Gattaca - La porta dell'universo, un film che molti ricorderanno: di fronte all' immagine di un futuro dove il codice genetico rappresenta l'inappellabile discrimine, è fin troppo comprensibile condividere un punto di vista altrimenti difficile da sostenere
L’attualità del cinema
Gattaca – La porta dell’universo. Un film di Andrew Niccol uscito otto anni fa che molti ricorderanno. Di fronte all’ immagine di un futuro dove il codice genetico rappresenta l’inappellabile discrimine che segna il destino di tutti come individui validi o non validi, è fin troppo comprensibile condividere un punto di vista altrimenti difficile da sostenere.
La pellicola di Niccol mostra come la diagnosi fetale possa determinare la sorte di ogni embrione. E non è senz’altro la sola che dipinga un quadro tanto fosco, particolarmente quando descrive l’avvento di un sistema che potrebbe un giorno controllare ogni aspetto della nostra esistenza. Ma il film che vede contrapposti Ethan Hawke e Jude Law sa essere toccante. E’improbabile che lo spettatore cinematografico abbia tratto una conclusione del genere. C’era un montaggio che non lo consentiva. Ma noleggiando il DVD di Gattaca, è possibile scoprire, fra le scene tagliate, un finale alternativo, probabilmente rifiutato dal producer, e che decisamente invita ad una seria riflessione. “Non esiste un gene per lo spirito umano”. E’ con queste parole che si apre quella che avrebbe potuto essere la sequenza finale del film, con alcuni shots dei nomi della storia che non sarebbero mai stati se il DNA avesse fatto la differenza (John Fitzgerald Kennedy aveva il morbo di Addison N.d.R.).

## Dati disponibili
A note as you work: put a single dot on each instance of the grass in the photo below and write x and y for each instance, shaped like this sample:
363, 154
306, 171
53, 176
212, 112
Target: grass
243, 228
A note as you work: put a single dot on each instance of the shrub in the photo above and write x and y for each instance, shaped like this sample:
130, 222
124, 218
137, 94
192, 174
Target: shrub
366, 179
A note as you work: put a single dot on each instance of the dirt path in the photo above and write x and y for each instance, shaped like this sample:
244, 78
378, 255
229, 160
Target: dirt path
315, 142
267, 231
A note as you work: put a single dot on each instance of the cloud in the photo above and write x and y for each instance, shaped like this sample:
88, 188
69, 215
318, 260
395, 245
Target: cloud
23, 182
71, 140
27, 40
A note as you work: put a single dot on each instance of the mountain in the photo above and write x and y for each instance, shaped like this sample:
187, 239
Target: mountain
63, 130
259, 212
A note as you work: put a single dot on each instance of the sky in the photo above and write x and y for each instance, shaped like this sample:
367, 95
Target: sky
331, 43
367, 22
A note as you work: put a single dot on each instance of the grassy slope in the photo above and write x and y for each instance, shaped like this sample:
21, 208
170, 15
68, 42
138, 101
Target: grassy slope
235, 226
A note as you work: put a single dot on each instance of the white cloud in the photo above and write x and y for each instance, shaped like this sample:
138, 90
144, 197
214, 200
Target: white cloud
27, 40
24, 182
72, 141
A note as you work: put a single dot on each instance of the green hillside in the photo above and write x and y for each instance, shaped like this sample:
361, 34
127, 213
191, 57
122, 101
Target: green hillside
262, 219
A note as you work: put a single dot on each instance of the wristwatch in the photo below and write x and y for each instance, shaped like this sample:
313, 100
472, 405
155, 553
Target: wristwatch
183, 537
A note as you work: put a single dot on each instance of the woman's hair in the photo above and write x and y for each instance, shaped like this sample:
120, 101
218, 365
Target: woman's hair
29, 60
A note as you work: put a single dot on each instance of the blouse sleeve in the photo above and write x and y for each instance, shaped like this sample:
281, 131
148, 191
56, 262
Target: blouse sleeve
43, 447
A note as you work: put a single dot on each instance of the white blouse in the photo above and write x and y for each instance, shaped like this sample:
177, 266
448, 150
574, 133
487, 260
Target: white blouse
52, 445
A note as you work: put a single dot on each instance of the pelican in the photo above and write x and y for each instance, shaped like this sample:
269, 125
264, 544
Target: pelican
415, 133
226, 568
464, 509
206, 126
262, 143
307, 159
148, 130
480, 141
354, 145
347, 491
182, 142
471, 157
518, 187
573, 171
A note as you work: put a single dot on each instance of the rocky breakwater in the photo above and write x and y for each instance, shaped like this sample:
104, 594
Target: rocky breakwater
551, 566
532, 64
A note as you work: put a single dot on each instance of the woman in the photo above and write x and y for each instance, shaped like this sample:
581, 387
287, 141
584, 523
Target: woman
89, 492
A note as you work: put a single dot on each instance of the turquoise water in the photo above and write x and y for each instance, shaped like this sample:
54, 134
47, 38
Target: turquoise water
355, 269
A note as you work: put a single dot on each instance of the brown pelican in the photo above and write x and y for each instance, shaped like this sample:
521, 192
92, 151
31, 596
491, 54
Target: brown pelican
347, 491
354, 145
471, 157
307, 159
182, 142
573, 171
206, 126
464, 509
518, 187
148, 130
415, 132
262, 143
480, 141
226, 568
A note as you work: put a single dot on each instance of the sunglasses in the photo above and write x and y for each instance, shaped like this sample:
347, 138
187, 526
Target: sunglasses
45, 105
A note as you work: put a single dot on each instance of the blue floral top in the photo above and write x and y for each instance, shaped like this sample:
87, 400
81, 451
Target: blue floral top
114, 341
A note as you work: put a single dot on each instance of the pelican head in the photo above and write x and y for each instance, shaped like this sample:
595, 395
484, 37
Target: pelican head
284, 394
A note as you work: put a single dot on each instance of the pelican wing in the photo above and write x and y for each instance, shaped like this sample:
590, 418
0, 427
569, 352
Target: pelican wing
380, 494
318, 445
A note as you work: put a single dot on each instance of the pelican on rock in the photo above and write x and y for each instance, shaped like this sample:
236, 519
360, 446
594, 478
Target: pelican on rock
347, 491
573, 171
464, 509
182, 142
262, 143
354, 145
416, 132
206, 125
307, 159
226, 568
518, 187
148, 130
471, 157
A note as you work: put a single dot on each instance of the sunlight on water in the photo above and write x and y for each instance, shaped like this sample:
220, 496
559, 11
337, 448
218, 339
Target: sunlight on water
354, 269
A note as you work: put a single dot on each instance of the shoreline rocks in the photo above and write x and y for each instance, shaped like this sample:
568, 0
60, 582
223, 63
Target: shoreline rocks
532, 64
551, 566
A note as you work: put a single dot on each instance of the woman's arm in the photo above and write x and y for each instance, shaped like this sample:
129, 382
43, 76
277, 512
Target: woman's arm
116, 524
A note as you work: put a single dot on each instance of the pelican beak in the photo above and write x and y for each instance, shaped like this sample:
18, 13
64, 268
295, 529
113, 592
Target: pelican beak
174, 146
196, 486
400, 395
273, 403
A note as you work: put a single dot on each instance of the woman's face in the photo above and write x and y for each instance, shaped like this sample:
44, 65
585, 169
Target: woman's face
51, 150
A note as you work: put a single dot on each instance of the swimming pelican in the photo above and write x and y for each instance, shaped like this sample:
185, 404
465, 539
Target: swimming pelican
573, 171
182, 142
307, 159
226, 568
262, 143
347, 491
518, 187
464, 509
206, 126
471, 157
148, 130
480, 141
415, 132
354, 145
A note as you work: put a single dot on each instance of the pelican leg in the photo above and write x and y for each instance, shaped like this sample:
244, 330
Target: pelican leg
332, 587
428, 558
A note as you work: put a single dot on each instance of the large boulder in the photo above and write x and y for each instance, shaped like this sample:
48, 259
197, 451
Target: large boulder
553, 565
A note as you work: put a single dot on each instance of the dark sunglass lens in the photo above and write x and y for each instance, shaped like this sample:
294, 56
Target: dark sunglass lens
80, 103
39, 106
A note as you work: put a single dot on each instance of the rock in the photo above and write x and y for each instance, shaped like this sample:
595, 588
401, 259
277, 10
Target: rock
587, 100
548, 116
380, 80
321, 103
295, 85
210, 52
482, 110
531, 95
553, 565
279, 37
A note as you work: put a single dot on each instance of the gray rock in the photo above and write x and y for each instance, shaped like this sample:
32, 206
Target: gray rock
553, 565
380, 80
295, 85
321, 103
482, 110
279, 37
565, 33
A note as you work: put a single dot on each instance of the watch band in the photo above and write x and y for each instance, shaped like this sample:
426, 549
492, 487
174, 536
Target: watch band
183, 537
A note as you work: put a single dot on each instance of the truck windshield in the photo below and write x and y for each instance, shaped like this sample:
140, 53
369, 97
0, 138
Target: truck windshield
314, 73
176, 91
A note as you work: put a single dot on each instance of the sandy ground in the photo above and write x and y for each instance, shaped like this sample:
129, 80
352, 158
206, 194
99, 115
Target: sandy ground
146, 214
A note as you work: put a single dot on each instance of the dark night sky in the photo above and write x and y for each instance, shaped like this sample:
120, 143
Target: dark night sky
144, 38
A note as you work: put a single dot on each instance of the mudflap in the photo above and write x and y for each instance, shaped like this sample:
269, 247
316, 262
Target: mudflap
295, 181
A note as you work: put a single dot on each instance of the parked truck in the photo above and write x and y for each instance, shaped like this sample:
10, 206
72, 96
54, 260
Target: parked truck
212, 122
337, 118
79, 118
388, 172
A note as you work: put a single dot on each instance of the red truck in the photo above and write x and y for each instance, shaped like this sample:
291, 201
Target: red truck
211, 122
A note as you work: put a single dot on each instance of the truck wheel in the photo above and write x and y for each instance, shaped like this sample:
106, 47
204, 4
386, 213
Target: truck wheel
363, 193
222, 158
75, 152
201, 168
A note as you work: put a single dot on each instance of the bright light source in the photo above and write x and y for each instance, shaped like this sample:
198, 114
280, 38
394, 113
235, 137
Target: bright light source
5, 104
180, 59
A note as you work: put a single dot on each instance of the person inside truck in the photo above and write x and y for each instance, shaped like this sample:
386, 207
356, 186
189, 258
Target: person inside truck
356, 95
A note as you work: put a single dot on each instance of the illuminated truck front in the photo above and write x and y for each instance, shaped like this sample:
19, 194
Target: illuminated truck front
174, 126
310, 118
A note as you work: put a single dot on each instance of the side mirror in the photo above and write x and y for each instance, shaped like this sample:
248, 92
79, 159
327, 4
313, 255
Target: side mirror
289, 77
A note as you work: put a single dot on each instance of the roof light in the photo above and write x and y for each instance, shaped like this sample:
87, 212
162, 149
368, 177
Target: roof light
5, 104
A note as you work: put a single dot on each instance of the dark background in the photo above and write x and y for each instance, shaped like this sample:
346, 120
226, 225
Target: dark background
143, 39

## Cosa fare
A) Riscrivi il tratto del testo su Gattaca da "Gattaca - La" fino a "difficile da sostenere.", mettendo "patrimonio genetico" al posto di "codice genetico".
B) Scrivi il seguito del testo su Gattaca, partendo subito dopo l'ultima frase.

## Risultati in ordine
A)
Gattaca - La porta dell'universo, un film che molti ricorderanno: di fronte all' immagine di un futuro dove il patrimonio genetico rappresenta l'inappellabile discrimine, è fin troppo comprensibile condividere un punto di vista altrimenti difficile da sostenere
L’attualità del cinema
Gattaca – La porta dell’universo. Un film di Andrew Niccol uscito otto anni fa che molti ricorderanno. Di fronte all’ immagine di un futuro dove il patrimonio genetico rappresenta l’inappellabile discrimine che segna il destino di tutti come individui validi o non validi, è fin troppo comprensibile condividere un punto di vista altrimenti difficile da sostenere.

B)
In questi giorni, a poche settimane dai quattro referendum parzialmente abrogativi della legge 40 sulla procreazione medicalmente assistita, il dibattito sui diritti dell’embrione torna drammaticamente alla ribalta. Sono in molti coloro che hanno definito come insensata una legge senza dubbio fortemente voluta dal Vaticano. Il dato più importante è rappresentato dalle migliaia di coppie costrette a raggiungere paesi che hanno una differente legislazione in materia. E la cosa non fa che mettere in piena evidenza la contraddizione insita in un provvedimento che, peraltro, pur vietando la diagnosi preimpianto, consente il ricorso all’aborto. Si direbbe dunque facile rigettare in toto una legge che sembra tanto scandalosamente mettere in discussione la laicità dello Stato. Tuttavia abbiamo visto come anche il cinema possa porre le cose sotto una luce diversa. Il 12 giugno, quale che sia la scelta che faremo, sarà difficile illudersi di fare la cosa giusta. Ma dopotutto siamo esseri umani, e possiamo accontentarci di fare quella migliore.